### Recorded data

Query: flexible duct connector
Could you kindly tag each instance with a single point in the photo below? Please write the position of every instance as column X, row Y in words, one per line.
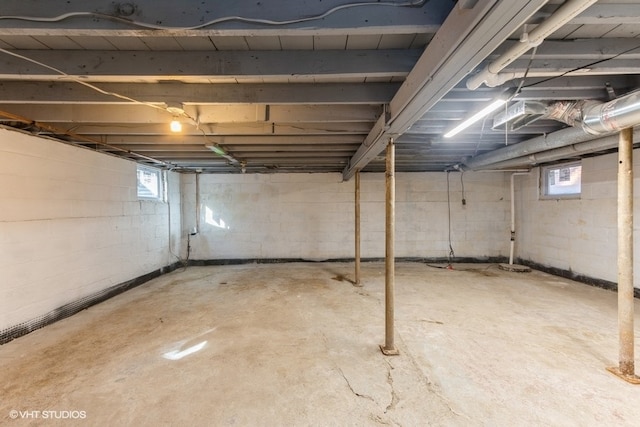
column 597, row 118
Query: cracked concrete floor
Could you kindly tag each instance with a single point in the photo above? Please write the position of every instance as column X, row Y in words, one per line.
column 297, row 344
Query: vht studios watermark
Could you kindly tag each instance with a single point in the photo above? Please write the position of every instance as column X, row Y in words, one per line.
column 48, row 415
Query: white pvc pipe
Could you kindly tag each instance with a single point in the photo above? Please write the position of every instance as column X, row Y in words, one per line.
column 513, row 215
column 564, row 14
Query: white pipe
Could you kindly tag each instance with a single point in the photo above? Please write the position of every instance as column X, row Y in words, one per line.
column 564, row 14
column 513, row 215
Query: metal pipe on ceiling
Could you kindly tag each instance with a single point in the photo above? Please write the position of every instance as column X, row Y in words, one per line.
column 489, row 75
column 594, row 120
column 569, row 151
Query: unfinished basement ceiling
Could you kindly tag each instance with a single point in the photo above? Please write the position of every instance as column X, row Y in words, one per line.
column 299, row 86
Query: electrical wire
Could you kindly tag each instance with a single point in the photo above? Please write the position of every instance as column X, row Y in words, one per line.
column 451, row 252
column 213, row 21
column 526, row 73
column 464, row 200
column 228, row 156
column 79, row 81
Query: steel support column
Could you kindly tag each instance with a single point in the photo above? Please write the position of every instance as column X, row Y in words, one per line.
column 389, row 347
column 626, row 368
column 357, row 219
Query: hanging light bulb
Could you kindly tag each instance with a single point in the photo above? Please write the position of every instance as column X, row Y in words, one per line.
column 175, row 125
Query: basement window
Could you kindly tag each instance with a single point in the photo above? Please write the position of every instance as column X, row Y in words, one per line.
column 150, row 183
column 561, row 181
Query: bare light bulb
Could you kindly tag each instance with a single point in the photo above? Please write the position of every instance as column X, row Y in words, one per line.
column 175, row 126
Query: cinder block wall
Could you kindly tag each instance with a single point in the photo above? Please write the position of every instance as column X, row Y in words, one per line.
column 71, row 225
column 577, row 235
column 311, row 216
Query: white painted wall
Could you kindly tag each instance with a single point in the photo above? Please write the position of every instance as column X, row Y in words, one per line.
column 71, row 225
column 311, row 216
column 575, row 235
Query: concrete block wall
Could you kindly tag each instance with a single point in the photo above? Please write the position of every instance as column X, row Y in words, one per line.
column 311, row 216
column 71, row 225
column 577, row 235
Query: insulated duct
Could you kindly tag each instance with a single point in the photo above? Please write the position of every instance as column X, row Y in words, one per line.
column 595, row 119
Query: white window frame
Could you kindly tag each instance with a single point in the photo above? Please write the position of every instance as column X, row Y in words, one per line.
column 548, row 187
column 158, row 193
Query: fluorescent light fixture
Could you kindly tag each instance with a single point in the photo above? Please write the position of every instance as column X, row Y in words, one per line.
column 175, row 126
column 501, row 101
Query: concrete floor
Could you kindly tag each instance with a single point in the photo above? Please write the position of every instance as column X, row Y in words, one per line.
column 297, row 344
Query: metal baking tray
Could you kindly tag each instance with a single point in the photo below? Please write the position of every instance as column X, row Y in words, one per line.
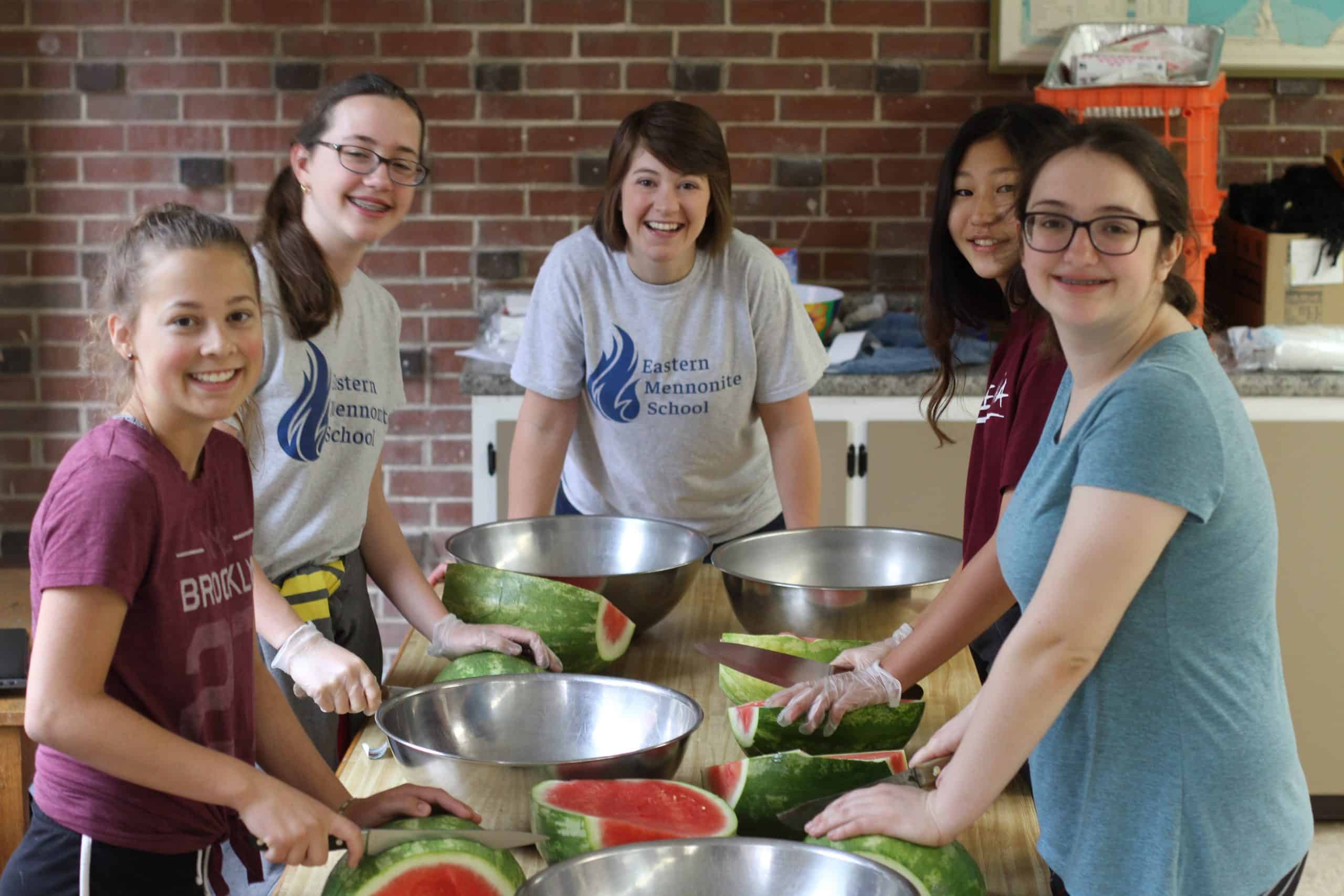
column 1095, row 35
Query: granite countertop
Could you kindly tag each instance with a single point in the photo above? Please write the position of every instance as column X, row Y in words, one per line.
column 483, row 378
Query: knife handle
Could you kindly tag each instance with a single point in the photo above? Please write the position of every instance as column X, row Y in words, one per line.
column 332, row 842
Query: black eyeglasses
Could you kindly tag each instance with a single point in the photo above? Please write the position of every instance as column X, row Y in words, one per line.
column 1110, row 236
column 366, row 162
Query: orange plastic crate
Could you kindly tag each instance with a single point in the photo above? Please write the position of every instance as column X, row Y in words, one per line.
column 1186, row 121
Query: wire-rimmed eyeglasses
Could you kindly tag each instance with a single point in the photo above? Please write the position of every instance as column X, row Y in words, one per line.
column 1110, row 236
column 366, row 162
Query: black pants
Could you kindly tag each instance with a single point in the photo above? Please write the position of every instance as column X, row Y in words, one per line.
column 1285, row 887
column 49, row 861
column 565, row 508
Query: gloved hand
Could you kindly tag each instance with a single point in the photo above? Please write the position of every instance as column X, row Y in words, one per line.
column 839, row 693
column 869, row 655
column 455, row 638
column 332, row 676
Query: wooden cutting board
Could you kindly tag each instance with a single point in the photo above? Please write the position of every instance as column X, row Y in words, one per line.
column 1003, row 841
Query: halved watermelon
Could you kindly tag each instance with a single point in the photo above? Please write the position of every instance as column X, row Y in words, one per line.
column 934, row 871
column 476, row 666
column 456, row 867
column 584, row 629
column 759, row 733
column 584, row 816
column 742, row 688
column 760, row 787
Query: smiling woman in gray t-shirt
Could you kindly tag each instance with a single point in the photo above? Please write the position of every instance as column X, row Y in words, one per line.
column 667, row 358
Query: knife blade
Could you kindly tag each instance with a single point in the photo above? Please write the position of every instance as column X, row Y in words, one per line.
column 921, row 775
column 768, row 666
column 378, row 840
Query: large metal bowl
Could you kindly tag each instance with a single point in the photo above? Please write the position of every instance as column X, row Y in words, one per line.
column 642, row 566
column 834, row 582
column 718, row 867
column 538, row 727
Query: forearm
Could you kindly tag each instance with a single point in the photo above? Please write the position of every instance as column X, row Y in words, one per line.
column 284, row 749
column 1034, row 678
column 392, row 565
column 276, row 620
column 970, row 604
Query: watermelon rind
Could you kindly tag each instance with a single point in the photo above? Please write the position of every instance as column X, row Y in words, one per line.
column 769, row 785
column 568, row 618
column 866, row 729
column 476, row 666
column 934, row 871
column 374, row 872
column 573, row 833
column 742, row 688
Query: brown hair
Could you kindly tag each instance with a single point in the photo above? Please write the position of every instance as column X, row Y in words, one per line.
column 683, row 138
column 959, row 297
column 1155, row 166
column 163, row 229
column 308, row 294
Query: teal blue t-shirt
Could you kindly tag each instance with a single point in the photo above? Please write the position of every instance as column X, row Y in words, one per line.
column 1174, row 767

--

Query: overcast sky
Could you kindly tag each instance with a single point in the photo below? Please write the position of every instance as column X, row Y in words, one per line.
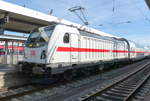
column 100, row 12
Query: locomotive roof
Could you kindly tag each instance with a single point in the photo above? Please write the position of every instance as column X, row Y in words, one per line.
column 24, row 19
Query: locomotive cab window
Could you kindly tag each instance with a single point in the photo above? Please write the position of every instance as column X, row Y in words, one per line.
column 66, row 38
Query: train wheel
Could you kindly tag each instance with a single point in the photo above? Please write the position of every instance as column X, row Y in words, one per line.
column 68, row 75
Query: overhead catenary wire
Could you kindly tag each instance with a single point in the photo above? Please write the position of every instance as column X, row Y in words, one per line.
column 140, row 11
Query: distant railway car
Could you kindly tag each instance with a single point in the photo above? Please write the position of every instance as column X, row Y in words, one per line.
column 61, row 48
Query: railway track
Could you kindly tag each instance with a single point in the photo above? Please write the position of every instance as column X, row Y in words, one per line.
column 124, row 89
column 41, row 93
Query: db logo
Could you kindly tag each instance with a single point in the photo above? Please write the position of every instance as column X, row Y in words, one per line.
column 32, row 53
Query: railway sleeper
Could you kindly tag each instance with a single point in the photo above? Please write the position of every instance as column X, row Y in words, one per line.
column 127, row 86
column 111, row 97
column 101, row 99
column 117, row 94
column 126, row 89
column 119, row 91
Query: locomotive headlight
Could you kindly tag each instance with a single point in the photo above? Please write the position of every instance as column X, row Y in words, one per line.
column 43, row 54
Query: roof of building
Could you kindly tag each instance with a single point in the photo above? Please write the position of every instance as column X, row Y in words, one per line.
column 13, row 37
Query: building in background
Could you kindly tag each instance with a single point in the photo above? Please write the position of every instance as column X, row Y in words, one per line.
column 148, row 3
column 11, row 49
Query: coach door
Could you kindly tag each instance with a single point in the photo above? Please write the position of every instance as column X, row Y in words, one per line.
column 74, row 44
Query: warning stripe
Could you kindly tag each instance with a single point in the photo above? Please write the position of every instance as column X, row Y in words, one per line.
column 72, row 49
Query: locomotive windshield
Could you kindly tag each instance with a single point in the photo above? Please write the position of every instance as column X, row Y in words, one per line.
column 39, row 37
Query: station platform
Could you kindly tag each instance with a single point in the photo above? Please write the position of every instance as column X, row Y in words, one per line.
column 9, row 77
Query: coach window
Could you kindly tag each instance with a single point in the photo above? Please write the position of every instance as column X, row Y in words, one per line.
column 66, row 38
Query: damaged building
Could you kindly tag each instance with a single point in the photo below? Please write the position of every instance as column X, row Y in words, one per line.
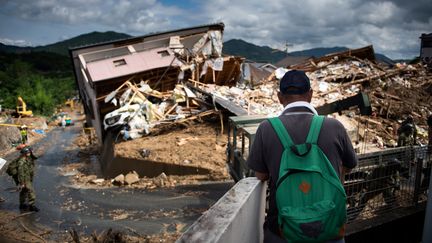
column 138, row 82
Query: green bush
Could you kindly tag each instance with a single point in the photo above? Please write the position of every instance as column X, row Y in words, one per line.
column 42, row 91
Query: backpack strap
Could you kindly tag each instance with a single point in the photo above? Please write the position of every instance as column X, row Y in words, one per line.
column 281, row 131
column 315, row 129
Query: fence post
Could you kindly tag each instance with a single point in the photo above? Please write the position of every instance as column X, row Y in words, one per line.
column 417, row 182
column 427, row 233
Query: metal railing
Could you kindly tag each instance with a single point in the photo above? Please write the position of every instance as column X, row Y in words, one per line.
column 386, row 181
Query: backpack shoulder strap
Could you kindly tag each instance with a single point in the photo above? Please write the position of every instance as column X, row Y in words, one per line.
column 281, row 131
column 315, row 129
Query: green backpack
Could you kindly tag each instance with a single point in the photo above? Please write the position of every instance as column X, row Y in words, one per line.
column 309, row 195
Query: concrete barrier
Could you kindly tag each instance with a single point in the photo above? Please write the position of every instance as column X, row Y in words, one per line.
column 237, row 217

--

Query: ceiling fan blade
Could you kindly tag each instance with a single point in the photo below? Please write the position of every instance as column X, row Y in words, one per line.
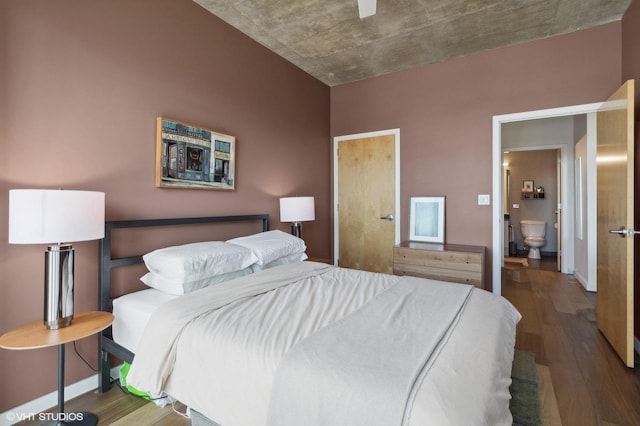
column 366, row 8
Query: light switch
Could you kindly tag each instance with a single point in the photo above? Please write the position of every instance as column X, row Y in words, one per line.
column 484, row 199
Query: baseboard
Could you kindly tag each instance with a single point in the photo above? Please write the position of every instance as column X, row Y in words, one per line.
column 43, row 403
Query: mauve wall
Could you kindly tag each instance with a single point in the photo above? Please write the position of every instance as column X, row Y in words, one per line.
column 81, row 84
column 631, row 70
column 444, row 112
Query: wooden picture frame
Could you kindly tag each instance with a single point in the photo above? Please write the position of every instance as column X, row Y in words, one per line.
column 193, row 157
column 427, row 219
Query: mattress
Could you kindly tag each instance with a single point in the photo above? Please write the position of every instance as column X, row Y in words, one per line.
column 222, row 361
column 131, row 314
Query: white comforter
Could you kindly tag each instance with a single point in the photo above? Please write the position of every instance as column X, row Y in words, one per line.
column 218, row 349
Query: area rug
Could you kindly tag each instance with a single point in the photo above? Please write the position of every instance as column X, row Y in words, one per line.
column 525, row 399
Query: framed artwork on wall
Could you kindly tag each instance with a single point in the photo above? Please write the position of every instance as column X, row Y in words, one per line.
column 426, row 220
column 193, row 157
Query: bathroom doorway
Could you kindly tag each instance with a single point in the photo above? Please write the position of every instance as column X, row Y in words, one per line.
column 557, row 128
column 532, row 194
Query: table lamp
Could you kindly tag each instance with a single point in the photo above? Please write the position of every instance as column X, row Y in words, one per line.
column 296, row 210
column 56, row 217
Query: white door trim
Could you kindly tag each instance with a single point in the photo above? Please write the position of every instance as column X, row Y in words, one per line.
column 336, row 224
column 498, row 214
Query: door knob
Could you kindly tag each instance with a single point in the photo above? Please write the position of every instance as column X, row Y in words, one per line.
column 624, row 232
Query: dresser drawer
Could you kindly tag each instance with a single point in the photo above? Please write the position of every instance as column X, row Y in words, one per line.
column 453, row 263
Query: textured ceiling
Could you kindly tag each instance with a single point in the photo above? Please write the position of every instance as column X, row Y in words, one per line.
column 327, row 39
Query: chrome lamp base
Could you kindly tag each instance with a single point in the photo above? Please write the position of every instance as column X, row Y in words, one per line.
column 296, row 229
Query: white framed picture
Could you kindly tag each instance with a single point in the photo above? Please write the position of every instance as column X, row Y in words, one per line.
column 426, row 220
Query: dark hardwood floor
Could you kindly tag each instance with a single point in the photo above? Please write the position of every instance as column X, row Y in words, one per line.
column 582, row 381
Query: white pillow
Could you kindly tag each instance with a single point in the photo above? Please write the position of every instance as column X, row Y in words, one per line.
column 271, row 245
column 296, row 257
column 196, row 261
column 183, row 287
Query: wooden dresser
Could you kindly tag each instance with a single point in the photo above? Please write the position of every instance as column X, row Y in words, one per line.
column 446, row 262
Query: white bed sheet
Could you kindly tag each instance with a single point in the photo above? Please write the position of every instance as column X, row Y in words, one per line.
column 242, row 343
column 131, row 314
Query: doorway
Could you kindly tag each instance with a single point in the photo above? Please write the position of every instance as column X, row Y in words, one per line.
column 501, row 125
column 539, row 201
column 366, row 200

### What the task requires
Where a line above contains the string "dresser", copy that line.

### Solved problem
Query: dresser drawer
Query: wooden dresser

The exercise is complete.